# What you have to do
Exactly reproduce the entries, dropping any pictures from your copy.

# Object position labeling entries
________

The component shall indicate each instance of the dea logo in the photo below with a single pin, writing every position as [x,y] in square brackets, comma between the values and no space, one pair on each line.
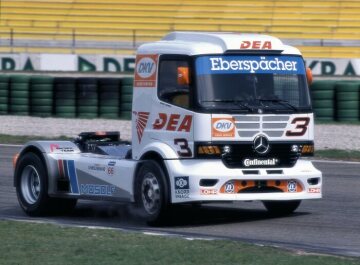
[146,67]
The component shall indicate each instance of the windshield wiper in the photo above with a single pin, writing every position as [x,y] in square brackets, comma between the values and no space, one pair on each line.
[240,103]
[281,102]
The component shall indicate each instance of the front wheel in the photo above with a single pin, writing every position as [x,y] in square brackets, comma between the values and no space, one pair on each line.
[281,207]
[31,185]
[151,192]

________

# The response
The component shall indicate each instance of the dea logo in the photo below with a single pin, writing every position as [x,y] in square brackets, comma between the values and no space, one pair on each line.
[146,67]
The component shall indicate each instance of the windshield wiper in the photo above with a single pin, writing every position as [x,y] in square brackets, comma between the values and no space, one pair on each line.
[240,103]
[281,102]
The component shall indicate each instance of the front wheel in the photo above with a single pin, writing every position as [x,y] in square brackets, comma between the values and no space, one pair on each line.
[281,207]
[31,185]
[151,192]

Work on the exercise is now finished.